___ Supplied material

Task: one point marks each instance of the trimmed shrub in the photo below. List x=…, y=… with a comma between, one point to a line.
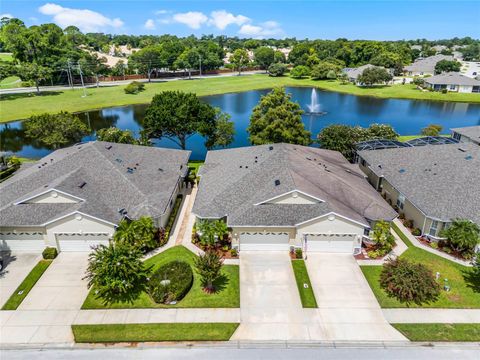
x=49, y=253
x=171, y=282
x=134, y=87
x=409, y=282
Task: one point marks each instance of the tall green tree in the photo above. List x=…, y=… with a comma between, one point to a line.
x=178, y=115
x=239, y=59
x=55, y=130
x=276, y=118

______

### Exercise directions
Give back, unchanged, every line from the one with "Task: one point marks each instance of the tall" to the end of the entries above.

### Answer to this problem
Task: one point marks each instance of the tall green tree in the photo above. List x=…, y=… with a comma between, one point to a line.
x=178, y=115
x=239, y=59
x=55, y=130
x=276, y=118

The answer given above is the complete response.